• What you have to do:
All records below must be written out exactly, with the pictures excluded.

• Stored records:
::::::
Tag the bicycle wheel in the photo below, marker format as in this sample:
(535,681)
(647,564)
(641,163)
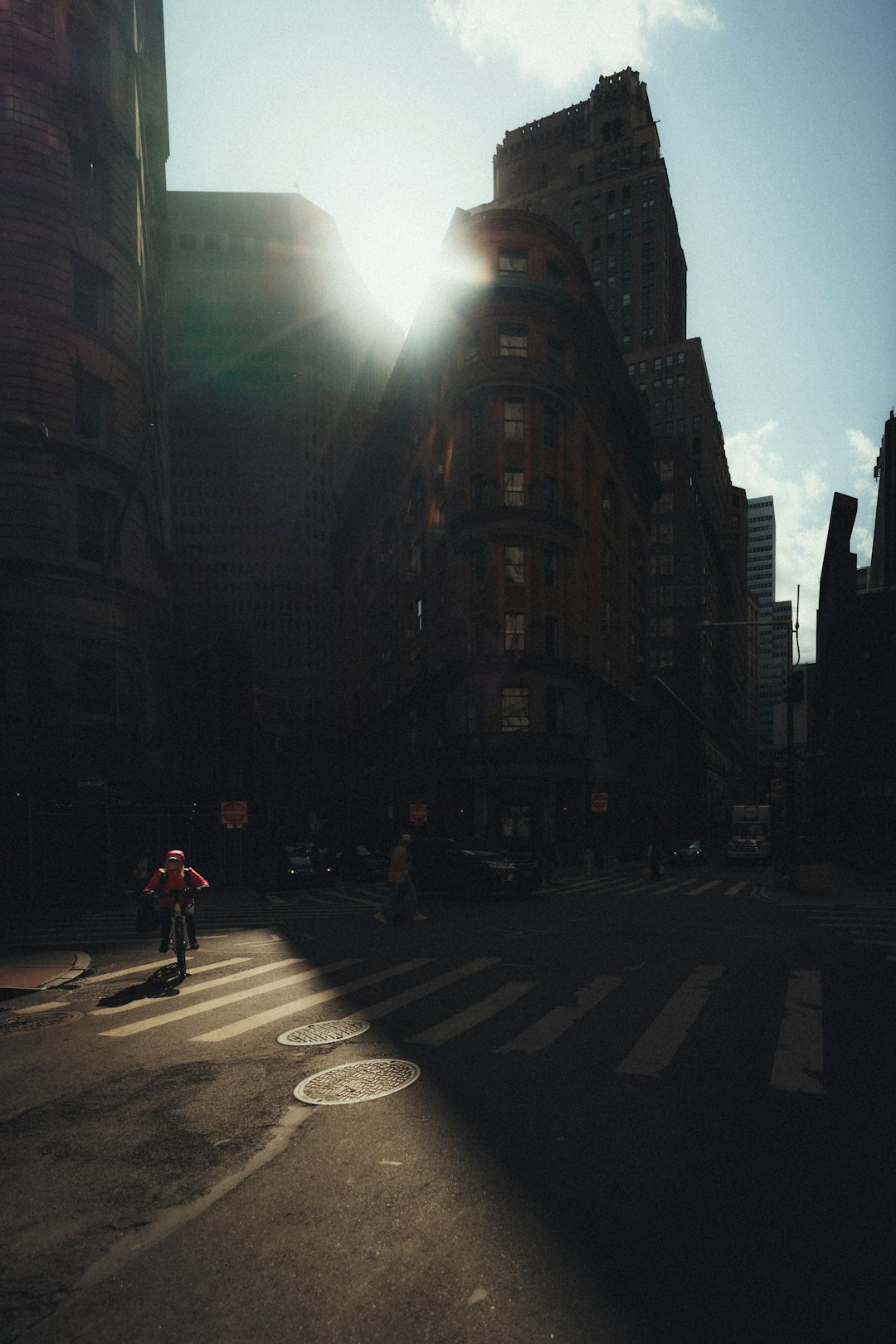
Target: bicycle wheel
(180,947)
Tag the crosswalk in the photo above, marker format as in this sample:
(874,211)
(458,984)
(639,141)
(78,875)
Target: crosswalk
(483,1004)
(95,929)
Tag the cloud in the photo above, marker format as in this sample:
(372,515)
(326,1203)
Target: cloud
(802,513)
(563,42)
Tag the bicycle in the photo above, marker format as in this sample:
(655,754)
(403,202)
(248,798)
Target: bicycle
(178,936)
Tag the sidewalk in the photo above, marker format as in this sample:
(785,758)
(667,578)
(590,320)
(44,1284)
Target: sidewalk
(828,884)
(42,969)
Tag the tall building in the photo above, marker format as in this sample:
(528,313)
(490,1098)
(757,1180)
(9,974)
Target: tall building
::::::
• Reply to the exercise:
Tag the bicycle wheel in the photo below, marker format as in this sample:
(535,681)
(647,564)
(641,163)
Target: bicycle wheel
(180,947)
Tag the crosswalk in the photo above, marker format as in this sample:
(874,211)
(458,984)
(639,141)
(78,875)
Target: crosswalk
(483,1004)
(95,929)
Tag the cloud in the photo above, marker format as in this sample:
(372,515)
(326,1203)
Target: cloud
(802,513)
(563,42)
Tag the bicycle in the photo above, marker format as in this sample:
(655,754)
(403,202)
(248,798)
Target: bicycle
(178,936)
Tag the sidewalk in the photo above, marker format as in this sample:
(785,758)
(667,578)
(590,320)
(44,1284)
Target: sidewalk
(828,884)
(42,969)
Tag the tall building in the photo above, marker format as in this sample:
(528,313)
(490,1098)
(757,1180)
(9,974)
Target: tall building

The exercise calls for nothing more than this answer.